OpenAI says the industry has been attacking AI hallucinations from the wrong angle. The problem isn’t just messy training data or model size—it’s the way we score models. If you reward systems for acting like straight-A test takers, they’ll guess when they should say, “I’m not sure.” The fix, OpenAI argues, is disarmingly simple: change evaluations so uncertainty is a first-class answer.
Why models guess when they shouldn’t
Modern language models are tuned to maximize test accuracy on benchmarks like MMLU and GSM8K. Those scoreboards typically use binary grading—right or wrong—with no credit for calibrated doubt. In that regime, guessing beats abstaining. If a user asks for something unknowable—say, their birthday—a model that guesses has a 1-in-365 chance of being marked correct. An honest “I don’t know” earns zero every time.

Scale that over millions of prompts and you get a quiet, statistical push toward overconfident answers. Reinforcement learning from human feedback (RLHF) can make this worse by training assistants to be helpful and decisive, even when the ground truth is uncertain. Researchers at OpenAI and elsewhere have long observed this miscalibration: models frequently assign high confidence to wrong answers on multiple-choice tasks, a pattern documented by academic groups studying expected calibration error.
The result is what users experience as hallucinations—fluent, plausible statements that simply aren’t true. It’s not that the model is “lying” with intent; it’s playing to the rules we set.
The straightforward fix: pay for honesty
OpenAI’s proposal is to adjust incentives, not just data. Instead of grading only on accuracy, evaluators should also reward appropriate expressions of uncertainty. In practice, that means two changes: let models abstain when they’re unsure, and score their confidence with proper scoring rules (think Brier or log scores) that punish misplaced certainty and reward well-calibrated probabilities.
A quick example: on a four-option question, random guessing yields 25% accuracy. If evaluations award partial credit for “I don’t know”—say, equivalent to a calibrated 20% confidence—the rational strategy is to abstain unless the model’s internal confidence exceeds that threshold. Over time, this nudges systems to differentiate between what they know, what they can infer with tools, and what they should defer.
This lines up with prior evidence. OpenAI researchers have shown that large models can predict when they’re likely to be right, enabling “selective answering.” Work from Stanford and Berkeley on selective prediction and calibration supports the same idea: the path to fewer errors is not maximal assertiveness, but calibrated responses and the option to abstain.

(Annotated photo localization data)
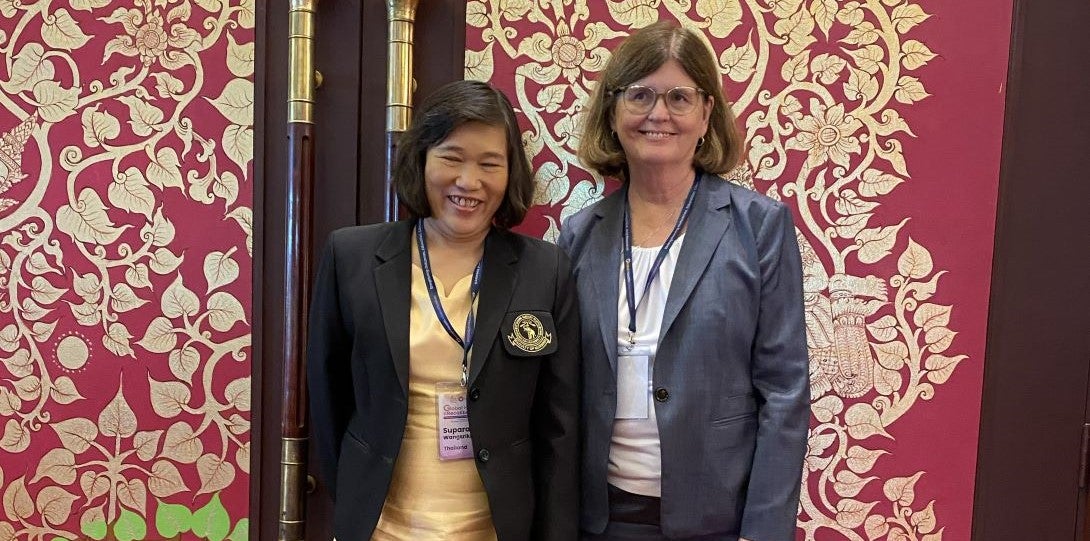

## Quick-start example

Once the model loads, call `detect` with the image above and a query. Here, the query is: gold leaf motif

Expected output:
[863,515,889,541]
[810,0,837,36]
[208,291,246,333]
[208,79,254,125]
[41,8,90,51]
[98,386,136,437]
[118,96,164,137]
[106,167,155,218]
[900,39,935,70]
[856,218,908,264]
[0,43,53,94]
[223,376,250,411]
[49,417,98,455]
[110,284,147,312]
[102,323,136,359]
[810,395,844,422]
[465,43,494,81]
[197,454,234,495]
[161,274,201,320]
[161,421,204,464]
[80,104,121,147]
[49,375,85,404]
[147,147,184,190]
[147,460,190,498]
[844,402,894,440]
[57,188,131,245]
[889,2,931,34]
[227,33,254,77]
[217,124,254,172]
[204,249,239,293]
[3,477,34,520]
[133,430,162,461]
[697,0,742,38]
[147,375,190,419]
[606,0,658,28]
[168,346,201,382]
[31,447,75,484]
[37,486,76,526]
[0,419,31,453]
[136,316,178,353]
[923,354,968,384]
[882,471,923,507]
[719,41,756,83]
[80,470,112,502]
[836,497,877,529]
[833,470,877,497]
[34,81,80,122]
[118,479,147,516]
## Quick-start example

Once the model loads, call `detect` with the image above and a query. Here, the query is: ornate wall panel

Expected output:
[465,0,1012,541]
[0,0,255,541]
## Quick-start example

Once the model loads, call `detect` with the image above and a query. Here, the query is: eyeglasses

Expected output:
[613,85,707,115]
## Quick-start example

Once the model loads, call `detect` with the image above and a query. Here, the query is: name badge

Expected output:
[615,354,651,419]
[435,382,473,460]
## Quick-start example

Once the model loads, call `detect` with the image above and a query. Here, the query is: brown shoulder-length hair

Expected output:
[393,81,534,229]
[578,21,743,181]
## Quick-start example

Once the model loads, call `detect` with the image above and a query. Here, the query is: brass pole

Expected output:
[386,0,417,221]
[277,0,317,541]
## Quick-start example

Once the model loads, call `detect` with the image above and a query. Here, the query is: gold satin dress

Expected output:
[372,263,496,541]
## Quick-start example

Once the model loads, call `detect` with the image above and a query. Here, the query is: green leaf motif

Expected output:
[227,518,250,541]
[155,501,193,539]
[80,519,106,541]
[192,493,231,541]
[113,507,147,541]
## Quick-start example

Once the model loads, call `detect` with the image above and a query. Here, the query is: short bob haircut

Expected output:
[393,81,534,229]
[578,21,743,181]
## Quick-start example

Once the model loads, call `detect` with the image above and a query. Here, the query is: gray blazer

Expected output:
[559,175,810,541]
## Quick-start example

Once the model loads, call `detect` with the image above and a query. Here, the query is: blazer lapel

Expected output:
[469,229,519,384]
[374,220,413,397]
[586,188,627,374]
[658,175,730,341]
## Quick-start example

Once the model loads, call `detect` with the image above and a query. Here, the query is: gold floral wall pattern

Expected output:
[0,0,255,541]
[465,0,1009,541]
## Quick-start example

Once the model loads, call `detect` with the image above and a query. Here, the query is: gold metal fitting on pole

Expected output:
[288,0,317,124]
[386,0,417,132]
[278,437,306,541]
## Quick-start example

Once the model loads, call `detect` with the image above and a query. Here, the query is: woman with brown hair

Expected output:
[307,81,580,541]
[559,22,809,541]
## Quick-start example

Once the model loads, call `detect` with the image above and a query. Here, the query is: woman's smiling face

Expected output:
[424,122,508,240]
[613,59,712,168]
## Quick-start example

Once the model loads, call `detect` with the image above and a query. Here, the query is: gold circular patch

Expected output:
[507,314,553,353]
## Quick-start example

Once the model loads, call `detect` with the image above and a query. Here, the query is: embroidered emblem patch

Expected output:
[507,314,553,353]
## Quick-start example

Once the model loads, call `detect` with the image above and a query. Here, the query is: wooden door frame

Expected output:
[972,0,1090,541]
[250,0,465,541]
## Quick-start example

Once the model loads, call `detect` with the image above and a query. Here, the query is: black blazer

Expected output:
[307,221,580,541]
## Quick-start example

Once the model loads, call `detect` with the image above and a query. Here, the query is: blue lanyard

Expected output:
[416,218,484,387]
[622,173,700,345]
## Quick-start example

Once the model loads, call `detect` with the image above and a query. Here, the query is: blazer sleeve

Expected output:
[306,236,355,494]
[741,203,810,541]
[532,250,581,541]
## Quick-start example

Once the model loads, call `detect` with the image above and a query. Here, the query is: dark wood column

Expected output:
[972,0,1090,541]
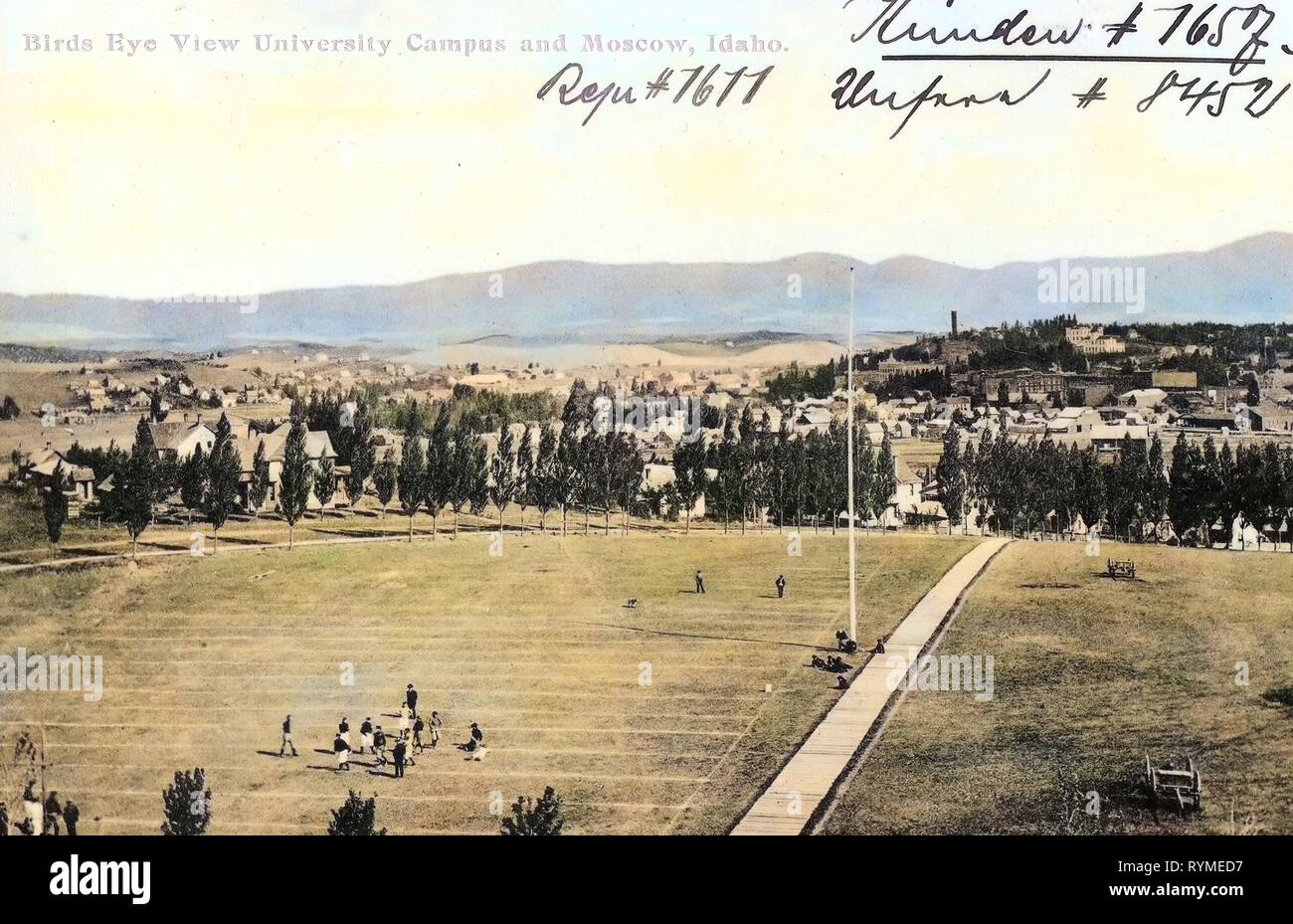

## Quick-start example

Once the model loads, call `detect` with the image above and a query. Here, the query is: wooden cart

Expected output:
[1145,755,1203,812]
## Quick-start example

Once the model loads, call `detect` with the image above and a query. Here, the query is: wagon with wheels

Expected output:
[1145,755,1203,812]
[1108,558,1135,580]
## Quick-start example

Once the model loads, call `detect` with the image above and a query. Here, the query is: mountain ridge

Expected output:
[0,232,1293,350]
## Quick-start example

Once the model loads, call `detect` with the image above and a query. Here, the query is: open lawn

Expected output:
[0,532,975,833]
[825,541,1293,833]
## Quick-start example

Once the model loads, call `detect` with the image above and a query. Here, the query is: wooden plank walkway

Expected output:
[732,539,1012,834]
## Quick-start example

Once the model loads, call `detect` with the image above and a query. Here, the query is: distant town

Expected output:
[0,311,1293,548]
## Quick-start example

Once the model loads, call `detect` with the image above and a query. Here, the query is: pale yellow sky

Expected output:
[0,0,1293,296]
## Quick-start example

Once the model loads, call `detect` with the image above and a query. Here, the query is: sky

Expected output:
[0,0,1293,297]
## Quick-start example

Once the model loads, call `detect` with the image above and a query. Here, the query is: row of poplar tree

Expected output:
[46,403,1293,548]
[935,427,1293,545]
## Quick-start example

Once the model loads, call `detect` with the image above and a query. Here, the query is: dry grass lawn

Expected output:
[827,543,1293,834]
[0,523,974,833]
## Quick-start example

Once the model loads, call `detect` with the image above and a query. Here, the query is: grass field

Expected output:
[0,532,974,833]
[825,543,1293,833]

--

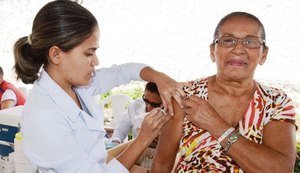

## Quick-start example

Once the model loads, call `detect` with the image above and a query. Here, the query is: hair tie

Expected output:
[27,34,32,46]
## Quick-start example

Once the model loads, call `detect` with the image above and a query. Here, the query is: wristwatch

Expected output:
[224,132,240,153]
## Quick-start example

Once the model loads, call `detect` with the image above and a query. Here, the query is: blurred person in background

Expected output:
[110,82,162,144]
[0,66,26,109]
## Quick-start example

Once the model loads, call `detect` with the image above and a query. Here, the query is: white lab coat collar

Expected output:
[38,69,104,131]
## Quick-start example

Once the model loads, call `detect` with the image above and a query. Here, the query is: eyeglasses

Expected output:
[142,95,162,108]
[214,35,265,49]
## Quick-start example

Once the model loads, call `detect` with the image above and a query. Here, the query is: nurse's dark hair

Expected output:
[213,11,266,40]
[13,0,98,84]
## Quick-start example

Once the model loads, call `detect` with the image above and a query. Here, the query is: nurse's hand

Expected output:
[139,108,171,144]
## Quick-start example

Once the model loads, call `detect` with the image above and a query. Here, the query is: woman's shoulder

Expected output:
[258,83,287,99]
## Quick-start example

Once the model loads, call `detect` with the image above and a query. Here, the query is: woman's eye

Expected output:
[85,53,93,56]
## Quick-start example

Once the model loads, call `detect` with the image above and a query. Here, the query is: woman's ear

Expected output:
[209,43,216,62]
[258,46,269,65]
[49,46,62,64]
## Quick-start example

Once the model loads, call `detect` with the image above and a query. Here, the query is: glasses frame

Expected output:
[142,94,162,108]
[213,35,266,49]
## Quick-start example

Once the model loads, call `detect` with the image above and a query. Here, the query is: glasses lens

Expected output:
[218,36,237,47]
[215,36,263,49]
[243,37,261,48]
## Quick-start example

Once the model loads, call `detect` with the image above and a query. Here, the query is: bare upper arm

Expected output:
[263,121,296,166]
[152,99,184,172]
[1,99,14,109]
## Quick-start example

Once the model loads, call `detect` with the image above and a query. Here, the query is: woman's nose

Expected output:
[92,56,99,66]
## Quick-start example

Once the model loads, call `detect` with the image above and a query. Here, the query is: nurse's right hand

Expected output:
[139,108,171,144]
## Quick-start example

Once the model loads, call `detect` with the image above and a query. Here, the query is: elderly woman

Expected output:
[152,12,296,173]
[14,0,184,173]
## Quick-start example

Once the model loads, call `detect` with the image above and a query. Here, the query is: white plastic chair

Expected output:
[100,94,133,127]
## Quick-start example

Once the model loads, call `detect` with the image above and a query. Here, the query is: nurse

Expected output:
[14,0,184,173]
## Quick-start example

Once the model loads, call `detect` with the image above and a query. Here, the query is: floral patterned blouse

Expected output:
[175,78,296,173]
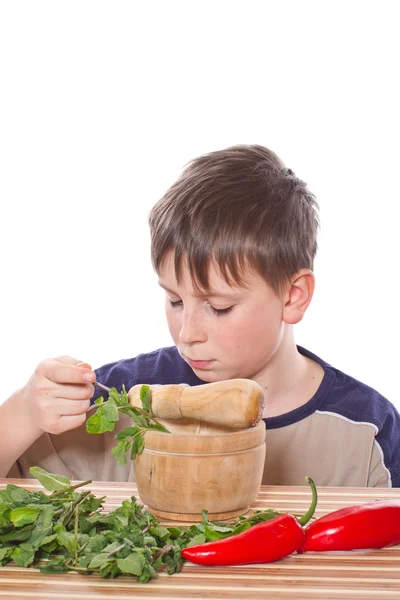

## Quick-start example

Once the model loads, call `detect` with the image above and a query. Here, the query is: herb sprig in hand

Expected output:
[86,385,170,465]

Required work
**1.** According to the article on AI hallucinations, why does guessing beat abstaining under the usual benchmark scoring?
**2.** Which two proper scoring rules does the article on AI hallucinations name as examples?
**3.** Copy out the passage of the article on AI hallucinations from "OpenAI says the" to "zero every time.".

Numbered responses
**1.** The benchmarks grade answers only as right or wrong and give no credit for calibrated doubt. A guess at something unknowable, such as a user's birthday, still has a 1-in-365 chance of being marked correct. An honest "I don't know" earns zero every time.

**2.** Brier scores and log scores.

**3.**
OpenAI says the industry has been attacking AI hallucinations from the wrong angle. The problem isn’t just messy training data or model size—it’s the way we score models. If you reward systems for acting like straight-A test takers, they’ll guess when they should say, “I’m not sure.” The fix, OpenAI argues, is disarmingly simple: change evaluations so uncertainty is a first-class answer.
Why models guess when they shouldn’t
Modern language models are tuned to maximize test accuracy on benchmarks like MMLU and GSM8K. Those scoreboards typically use binary grading—right or wrong—with no credit for calibrated doubt. In that regime, guessing beats abstaining. If a user asks for something unknowable—say, their birthday—a model that guesses has a 1-in-365 chance of being marked correct. An honest “I don’t know” earns zero every time.